## [Extrait fourni]
──────────────────────────────
Conseiller d’État, Philippe Bélaval, 42 ans, est directeur général de la Bibliothèque nationale de France depuis janvier 1994. La BnF va commencer le mois prochain le déménagement des 10 millions d’ouvrages imprimés stockés rue Richelieu vers le nouveau site de Tolbiac, dont les salles de lecture grand public sont ouvertes depuis un an. Auparavant, il gérait une autre institution culturelle majeure, l’Opéra de Paris, dont il a été directeur général de 1990 à 1992. Il commente l’actualité.
Que pensez-vous de la diminution du budget britannique de la Culture ?
Les travaillistes étaient arrivés au pouvoir en suscitant beaucoup d’attente des milieux culturels. Avec ce budget, on a un peu le sentiment d’une douche froide. Dans une enveloppe qui ne progresse pas, la situation est cependant très contrastée entre les institutions : certaines bénéficient d’augmentations, ce qui évidemment ne fait qu’accroître l’inquiétude des autres. La situation est assez voisine de celle qu’on a connue ici. Madame Trautmann a dû constater, à son arrivée en juin 1996, que les moyens du ministère étaient très diminués. Il y a donc des deux côtés de la Manche les mêmes difficultés à convaincre de la légitimité de la dépense culturelle. Dès que se présentent des problèmes budgétaires, la culture fait partie des premières victimes, alors qu’elle n’est pas un des postes les plus lourds de la dépense publique et qu’elle est l’un des plus nécessaires. La culture permet de rassembler les gens. À un moment où le lien social tend à se distendre, la dépense culturelle devrait au contraire être promue. Les gouvernements me paraissent avoir une responsabilité très grande à cet égard.
──────────────────────────────
(Extraits d’un jeu de données d’annotation de lieux)
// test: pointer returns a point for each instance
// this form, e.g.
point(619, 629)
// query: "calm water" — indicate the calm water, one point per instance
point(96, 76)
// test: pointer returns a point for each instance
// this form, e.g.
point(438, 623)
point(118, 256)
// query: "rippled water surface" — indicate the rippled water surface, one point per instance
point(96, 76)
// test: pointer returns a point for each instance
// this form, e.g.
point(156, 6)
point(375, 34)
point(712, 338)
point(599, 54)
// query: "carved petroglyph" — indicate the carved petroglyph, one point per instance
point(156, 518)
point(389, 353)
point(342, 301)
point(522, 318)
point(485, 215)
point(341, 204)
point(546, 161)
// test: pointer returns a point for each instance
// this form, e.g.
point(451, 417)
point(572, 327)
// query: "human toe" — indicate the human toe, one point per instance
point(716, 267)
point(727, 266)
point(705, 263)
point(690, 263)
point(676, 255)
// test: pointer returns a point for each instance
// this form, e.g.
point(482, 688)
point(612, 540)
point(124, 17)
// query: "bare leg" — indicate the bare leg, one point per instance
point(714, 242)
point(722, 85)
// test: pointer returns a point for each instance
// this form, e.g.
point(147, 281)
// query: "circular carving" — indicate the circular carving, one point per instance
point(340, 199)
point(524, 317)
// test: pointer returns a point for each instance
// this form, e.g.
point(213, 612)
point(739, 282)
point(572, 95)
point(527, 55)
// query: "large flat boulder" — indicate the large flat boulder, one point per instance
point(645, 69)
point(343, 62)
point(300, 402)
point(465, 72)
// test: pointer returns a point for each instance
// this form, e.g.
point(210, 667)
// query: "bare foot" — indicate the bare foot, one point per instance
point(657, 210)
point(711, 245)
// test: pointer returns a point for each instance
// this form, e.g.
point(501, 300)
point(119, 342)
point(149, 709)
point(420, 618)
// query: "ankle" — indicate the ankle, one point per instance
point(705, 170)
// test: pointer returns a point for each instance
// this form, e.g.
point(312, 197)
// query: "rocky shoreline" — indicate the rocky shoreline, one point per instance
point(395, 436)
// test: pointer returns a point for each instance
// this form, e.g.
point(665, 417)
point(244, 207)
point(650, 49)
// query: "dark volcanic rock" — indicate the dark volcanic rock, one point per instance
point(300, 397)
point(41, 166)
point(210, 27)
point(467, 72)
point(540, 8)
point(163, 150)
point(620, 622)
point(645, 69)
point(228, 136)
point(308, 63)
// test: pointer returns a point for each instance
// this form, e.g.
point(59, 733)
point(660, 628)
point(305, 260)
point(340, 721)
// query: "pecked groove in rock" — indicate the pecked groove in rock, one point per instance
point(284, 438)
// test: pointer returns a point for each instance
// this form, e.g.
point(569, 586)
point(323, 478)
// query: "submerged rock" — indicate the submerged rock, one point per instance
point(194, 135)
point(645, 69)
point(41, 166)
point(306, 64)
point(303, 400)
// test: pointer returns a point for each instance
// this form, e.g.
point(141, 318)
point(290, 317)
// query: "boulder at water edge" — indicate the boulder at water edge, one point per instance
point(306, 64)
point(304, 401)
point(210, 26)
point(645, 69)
──────────────────────────────
## [Liste des tâches]
[a] Répondez brièvement, d’après l’extrait fourni :
(i) Depuis quand Philippe Bélaval est-il directeur général de la Bibliothèque nationale de France ?
(ii) Quelle institution a-t-il dirigée de 1990 à 1992 ?
(iii) Selon lui, qu’est-ce que la culture permet ?
[b] Traduisez en anglais cette phrase de l’extrait fourni : « Dès que se présentent des problèmes budgétaires, la culture fait partie des premières victimes, alors qu’elle n’est pas un des postes les plus lourds de la dépense publique et qu’elle est l’un des plus nécessaires. »

## [Les réponses]
[a]
(i) Depuis janvier 1994.
(ii) L’Opéra de Paris.
(iii) Elle permet de rassembler les gens.

[b] As soon as budget problems arise, culture is among the first casualties, even though it is not one of the heaviest items of public spending and it is one of the most necessary.